> _Provided material_
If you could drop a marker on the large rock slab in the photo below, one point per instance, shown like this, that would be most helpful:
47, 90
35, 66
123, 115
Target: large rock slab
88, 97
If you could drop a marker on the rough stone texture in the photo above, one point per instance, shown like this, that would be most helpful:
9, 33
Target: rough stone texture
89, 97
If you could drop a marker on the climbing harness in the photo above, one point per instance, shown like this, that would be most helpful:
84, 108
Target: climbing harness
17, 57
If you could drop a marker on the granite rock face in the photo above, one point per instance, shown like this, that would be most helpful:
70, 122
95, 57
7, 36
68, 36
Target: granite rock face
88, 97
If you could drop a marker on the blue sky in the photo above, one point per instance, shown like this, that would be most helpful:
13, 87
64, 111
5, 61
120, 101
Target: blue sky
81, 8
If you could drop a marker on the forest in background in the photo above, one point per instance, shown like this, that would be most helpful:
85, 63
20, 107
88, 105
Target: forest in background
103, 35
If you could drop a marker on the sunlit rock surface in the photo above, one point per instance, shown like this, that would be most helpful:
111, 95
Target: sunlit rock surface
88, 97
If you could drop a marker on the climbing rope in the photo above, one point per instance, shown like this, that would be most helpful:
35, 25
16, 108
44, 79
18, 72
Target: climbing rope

> _Given problem_
Copy out the lines of the records verbatim, beginning with the line that contains "If you could drop a marker on the climbing rope" and continuing through the final line of the records.

> _Output of the exercise_
If you could drop a marker on the climbing rope in the photo above, one point per instance, shown like this, that would be most helpful:
35, 25
16, 108
44, 79
18, 72
Target: climbing rope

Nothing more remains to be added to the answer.